• **EXERCISE DETAILS**
All of the data below should be repeated exactly. Pictures should not be included.

• **AVAILABLE RECORDS**
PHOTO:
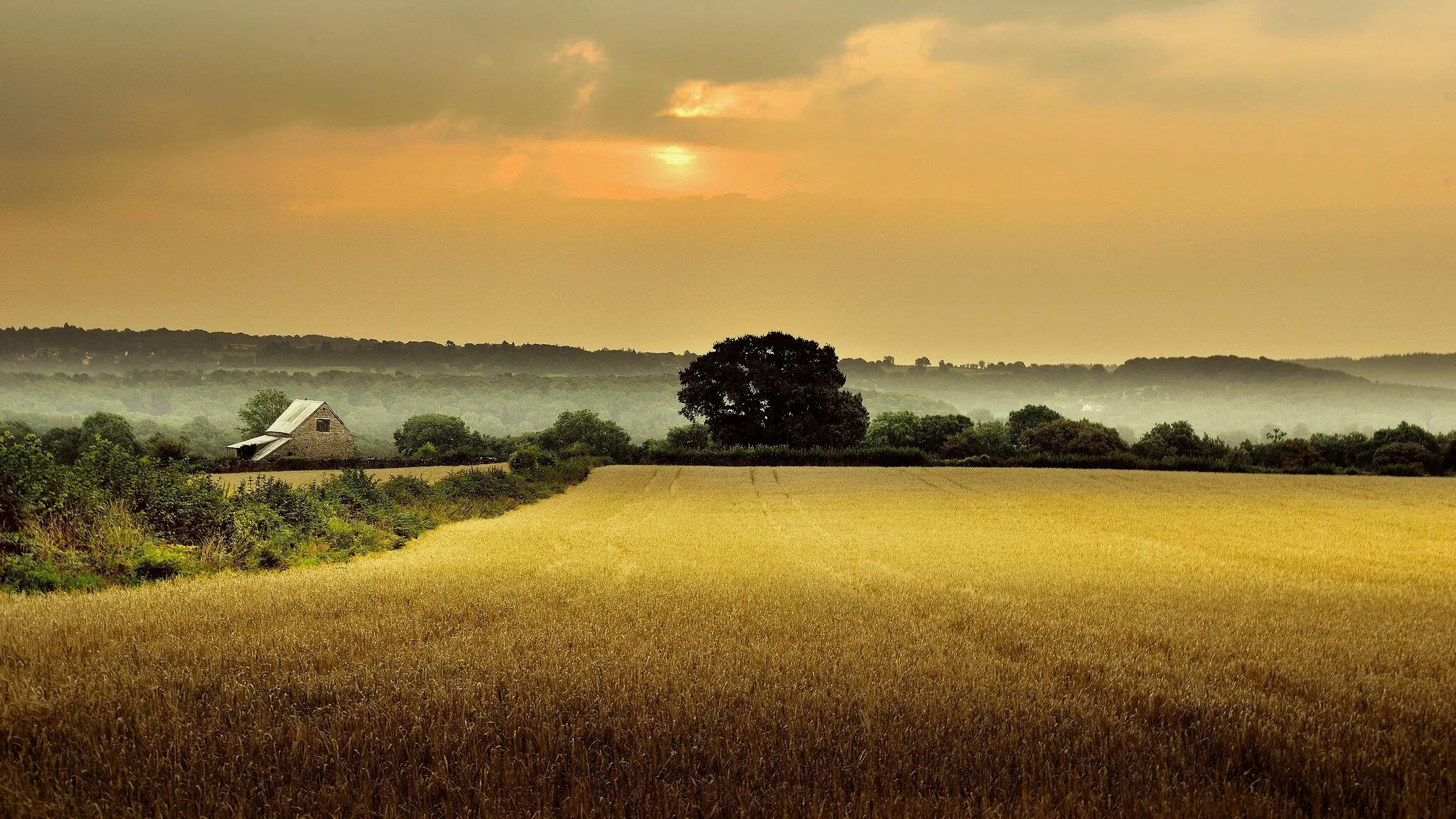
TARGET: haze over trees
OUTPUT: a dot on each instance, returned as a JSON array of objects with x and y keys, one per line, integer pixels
[
  {"x": 774, "y": 390},
  {"x": 161, "y": 391}
]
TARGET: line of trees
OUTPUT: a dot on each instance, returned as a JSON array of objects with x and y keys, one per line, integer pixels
[
  {"x": 781, "y": 392},
  {"x": 118, "y": 515},
  {"x": 1039, "y": 436}
]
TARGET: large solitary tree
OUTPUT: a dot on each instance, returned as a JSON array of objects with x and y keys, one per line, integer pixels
[
  {"x": 262, "y": 410},
  {"x": 772, "y": 390}
]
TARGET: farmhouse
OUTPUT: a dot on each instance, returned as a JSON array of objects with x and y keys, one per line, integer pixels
[{"x": 306, "y": 429}]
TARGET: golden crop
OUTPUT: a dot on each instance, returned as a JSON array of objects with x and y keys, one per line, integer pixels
[{"x": 682, "y": 641}]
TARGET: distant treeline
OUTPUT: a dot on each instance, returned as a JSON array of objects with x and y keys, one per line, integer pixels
[
  {"x": 1039, "y": 436},
  {"x": 1231, "y": 397},
  {"x": 203, "y": 405},
  {"x": 102, "y": 350},
  {"x": 1424, "y": 369}
]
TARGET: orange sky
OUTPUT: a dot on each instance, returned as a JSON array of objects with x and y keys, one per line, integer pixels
[{"x": 1032, "y": 180}]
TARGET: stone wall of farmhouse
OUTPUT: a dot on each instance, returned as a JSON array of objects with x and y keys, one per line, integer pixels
[{"x": 309, "y": 442}]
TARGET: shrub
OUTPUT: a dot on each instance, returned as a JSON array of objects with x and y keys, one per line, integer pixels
[
  {"x": 169, "y": 448},
  {"x": 529, "y": 456},
  {"x": 986, "y": 439},
  {"x": 407, "y": 488},
  {"x": 1406, "y": 458},
  {"x": 584, "y": 433},
  {"x": 482, "y": 484},
  {"x": 1178, "y": 439},
  {"x": 690, "y": 436},
  {"x": 112, "y": 429},
  {"x": 161, "y": 564},
  {"x": 1027, "y": 419},
  {"x": 29, "y": 573},
  {"x": 294, "y": 508},
  {"x": 440, "y": 432},
  {"x": 29, "y": 481},
  {"x": 354, "y": 491},
  {"x": 184, "y": 509},
  {"x": 1066, "y": 436}
]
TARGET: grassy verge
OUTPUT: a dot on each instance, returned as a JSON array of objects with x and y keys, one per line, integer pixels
[{"x": 115, "y": 519}]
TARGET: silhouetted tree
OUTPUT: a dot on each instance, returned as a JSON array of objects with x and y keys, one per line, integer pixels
[
  {"x": 441, "y": 433},
  {"x": 689, "y": 436},
  {"x": 772, "y": 390},
  {"x": 111, "y": 427},
  {"x": 586, "y": 433},
  {"x": 1027, "y": 419},
  {"x": 262, "y": 410},
  {"x": 1066, "y": 436}
]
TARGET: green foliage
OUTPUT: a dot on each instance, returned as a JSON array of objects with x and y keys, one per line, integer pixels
[
  {"x": 1406, "y": 433},
  {"x": 985, "y": 439},
  {"x": 29, "y": 481},
  {"x": 115, "y": 518},
  {"x": 405, "y": 490},
  {"x": 1406, "y": 458},
  {"x": 1065, "y": 436},
  {"x": 441, "y": 433},
  {"x": 169, "y": 448},
  {"x": 483, "y": 484},
  {"x": 1347, "y": 451},
  {"x": 584, "y": 433},
  {"x": 689, "y": 436},
  {"x": 111, "y": 429},
  {"x": 354, "y": 491},
  {"x": 1027, "y": 419},
  {"x": 1178, "y": 441},
  {"x": 16, "y": 429},
  {"x": 926, "y": 433},
  {"x": 162, "y": 563},
  {"x": 529, "y": 456},
  {"x": 774, "y": 390},
  {"x": 259, "y": 412},
  {"x": 29, "y": 573}
]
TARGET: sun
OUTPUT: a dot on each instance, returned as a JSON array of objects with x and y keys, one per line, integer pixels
[{"x": 673, "y": 155}]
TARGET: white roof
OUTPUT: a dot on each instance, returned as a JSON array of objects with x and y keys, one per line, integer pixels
[
  {"x": 296, "y": 414},
  {"x": 265, "y": 445},
  {"x": 258, "y": 441},
  {"x": 265, "y": 451}
]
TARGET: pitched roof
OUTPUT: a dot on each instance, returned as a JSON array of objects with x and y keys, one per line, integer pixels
[
  {"x": 296, "y": 414},
  {"x": 265, "y": 445}
]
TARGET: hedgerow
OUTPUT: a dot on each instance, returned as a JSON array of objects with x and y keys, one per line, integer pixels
[{"x": 117, "y": 518}]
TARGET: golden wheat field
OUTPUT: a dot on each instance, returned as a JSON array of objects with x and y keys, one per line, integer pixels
[{"x": 793, "y": 641}]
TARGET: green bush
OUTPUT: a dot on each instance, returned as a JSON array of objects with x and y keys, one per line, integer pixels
[
  {"x": 530, "y": 456},
  {"x": 28, "y": 573},
  {"x": 407, "y": 488},
  {"x": 354, "y": 491},
  {"x": 689, "y": 436},
  {"x": 161, "y": 564},
  {"x": 584, "y": 433},
  {"x": 483, "y": 486}
]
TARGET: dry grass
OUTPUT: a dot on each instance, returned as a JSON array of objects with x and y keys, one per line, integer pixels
[
  {"x": 676, "y": 641},
  {"x": 304, "y": 477}
]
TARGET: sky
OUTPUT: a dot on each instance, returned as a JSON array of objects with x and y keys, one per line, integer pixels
[{"x": 996, "y": 180}]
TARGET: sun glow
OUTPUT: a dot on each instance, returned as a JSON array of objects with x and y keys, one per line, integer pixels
[{"x": 673, "y": 155}]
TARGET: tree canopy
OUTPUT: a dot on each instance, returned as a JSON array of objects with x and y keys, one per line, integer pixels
[
  {"x": 262, "y": 410},
  {"x": 443, "y": 433},
  {"x": 774, "y": 390}
]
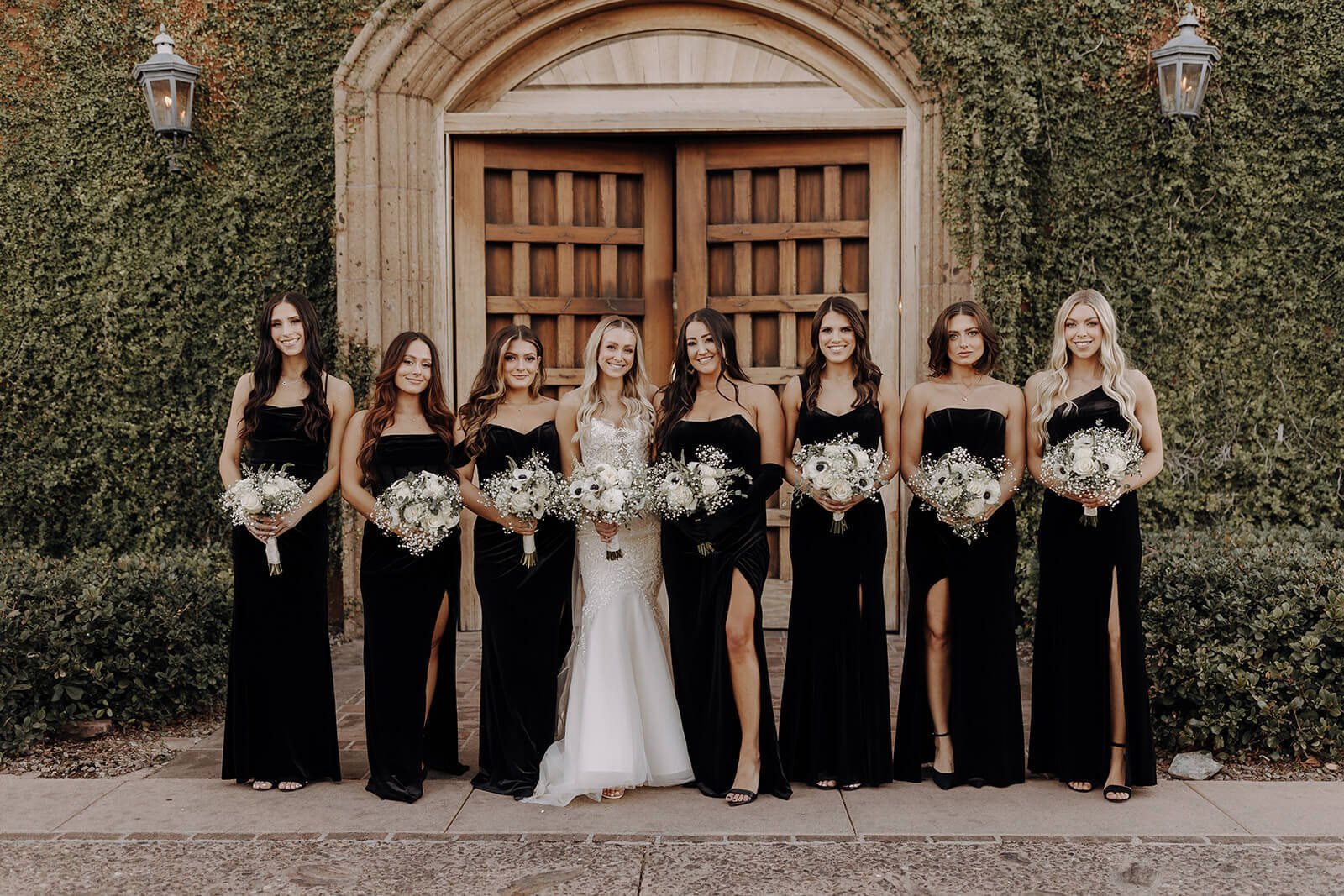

• **RESULT BELOW**
PHOTO:
TARGET: haze over trees
OUTPUT: a dot on each instance, returned as a JSON array of objects with x and y keys, one per line, integer pixels
[
  {"x": 774, "y": 390},
  {"x": 161, "y": 391}
]
TARGET: line of trees
OUTPUT: a dot on each instance, returned as a JSON array of objects with x and y keys, one per line, integer pixels
[
  {"x": 781, "y": 392},
  {"x": 118, "y": 515},
  {"x": 1039, "y": 436}
]
TARGET: large solitary tree
OUTPUT: a dot on each instance, returned as a JSON array of objects with x and y keys, one per line, integer pixels
[
  {"x": 262, "y": 410},
  {"x": 772, "y": 390}
]
TARGET: farmhouse
OUTPUT: a dot on each instance, returned as a JSON array of objects with x and y keys, one per line, integer pixels
[{"x": 306, "y": 429}]
TARGET: golden crop
OUTPUT: a dot on each instance, returned as a JSON array of objects with x and y keys, one per line, integer pixels
[{"x": 682, "y": 641}]
TARGET: distant treeline
OUTPUT: a dot on each instance, returned as a JSON array of objects with x and y keys, one per line, integer pixels
[
  {"x": 1039, "y": 436},
  {"x": 1231, "y": 397},
  {"x": 203, "y": 405},
  {"x": 102, "y": 350},
  {"x": 1424, "y": 369}
]
TARGET: orange sky
OUTPUT: a dot on each instance, returned as a JSON array of objects with x and y keys, one per line, integer pixels
[{"x": 1032, "y": 180}]
TARGET: stone wall of farmhouse
OUTPUT: a dot on each instance, returned as a JSON array of objects with x and y keys, one per line, integer pixels
[{"x": 309, "y": 442}]
TARGET: shrub
OUTPUT: a dot on each instance, returned as a JSON array of objects with x and y keys, one per line, integer pixels
[
  {"x": 169, "y": 448},
  {"x": 529, "y": 456},
  {"x": 986, "y": 439},
  {"x": 407, "y": 488},
  {"x": 1406, "y": 458},
  {"x": 584, "y": 433},
  {"x": 482, "y": 484},
  {"x": 1178, "y": 439},
  {"x": 690, "y": 436},
  {"x": 112, "y": 429},
  {"x": 161, "y": 564},
  {"x": 1027, "y": 419},
  {"x": 29, "y": 573},
  {"x": 294, "y": 508},
  {"x": 440, "y": 432},
  {"x": 29, "y": 481},
  {"x": 354, "y": 491},
  {"x": 184, "y": 509},
  {"x": 1066, "y": 436}
]
TARGET: grassy verge
OUTPUT: a dot on each instance, returned as a JSON array of objects with x and y keys, one per line, integer pixels
[{"x": 115, "y": 519}]
TARGET: silhouetted tree
OUTPUT: a dot on each instance, returned as a JSON array of objects with x and y keys, one per line, integer pixels
[
  {"x": 441, "y": 433},
  {"x": 689, "y": 436},
  {"x": 772, "y": 390},
  {"x": 111, "y": 427},
  {"x": 586, "y": 433},
  {"x": 1027, "y": 419},
  {"x": 262, "y": 410},
  {"x": 1066, "y": 436}
]
TARGET: green foliage
OUTPUT: a dot on each instance, returned as a JSON array of objects with x and y keys, one per line, integer pixels
[
  {"x": 1406, "y": 433},
  {"x": 985, "y": 439},
  {"x": 29, "y": 481},
  {"x": 115, "y": 518},
  {"x": 405, "y": 490},
  {"x": 1406, "y": 458},
  {"x": 1065, "y": 436},
  {"x": 441, "y": 433},
  {"x": 169, "y": 448},
  {"x": 483, "y": 484},
  {"x": 1347, "y": 451},
  {"x": 584, "y": 433},
  {"x": 689, "y": 436},
  {"x": 111, "y": 429},
  {"x": 354, "y": 491},
  {"x": 1027, "y": 419},
  {"x": 1178, "y": 441},
  {"x": 16, "y": 429},
  {"x": 926, "y": 433},
  {"x": 162, "y": 563},
  {"x": 529, "y": 456},
  {"x": 774, "y": 390},
  {"x": 259, "y": 412},
  {"x": 29, "y": 573}
]
TARGET: sun
OUTPUT: a dot on each instance, returned as a JSON array of objects with x and y keys, one per line, integer pixels
[{"x": 673, "y": 155}]
TARGET: white roof
OUTPUT: a dot on each instance, returned as a JSON array of objects with x and y keys, one per line, integer pixels
[
  {"x": 296, "y": 414},
  {"x": 265, "y": 445},
  {"x": 258, "y": 441},
  {"x": 265, "y": 451}
]
TARGET: pitched roof
OUTPUT: a dot on each instance, returned as a JSON array of objects with x and y keys, one per line, integer pixels
[
  {"x": 296, "y": 414},
  {"x": 265, "y": 445}
]
TARGET: hedgerow
OUTPUT: a dot on each instance, returned as a JSON array of objects with x and y keys, one per line, integer pixels
[{"x": 117, "y": 518}]
TARGET: golden wheat field
OUTPUT: a dot on each instance, returned as a JSON array of objects with x and y keys, one per line, integer pixels
[{"x": 793, "y": 641}]
TARGET: green bush
OUTPUT: a dot on each instance, returned as a JSON array of objects with x and y keys, one per line, integer pixels
[
  {"x": 530, "y": 456},
  {"x": 28, "y": 573},
  {"x": 407, "y": 488},
  {"x": 354, "y": 491},
  {"x": 689, "y": 436},
  {"x": 161, "y": 564},
  {"x": 584, "y": 433},
  {"x": 483, "y": 486}
]
TARGET: dry grass
OUTPUT: a dot on each instance, returned as a JSON array of objects with x and y keys, one per line, integer pixels
[
  {"x": 676, "y": 641},
  {"x": 304, "y": 477}
]
TARGET: sky
OUTPUT: a dot on each instance, returned as a JSON array of objects with x and y keys, one per line, integer pixels
[{"x": 996, "y": 180}]
TARGET: sun glow
OUTPUT: a dot on each instance, returned as a JSON array of objects with x and y keys, one per line, integer pixels
[{"x": 673, "y": 155}]
TARGET: tree canopy
OUTPUT: a dot on each instance, returned as a JSON array of objects with x and y keys, one per line, integer pixels
[
  {"x": 262, "y": 410},
  {"x": 443, "y": 433},
  {"x": 774, "y": 390}
]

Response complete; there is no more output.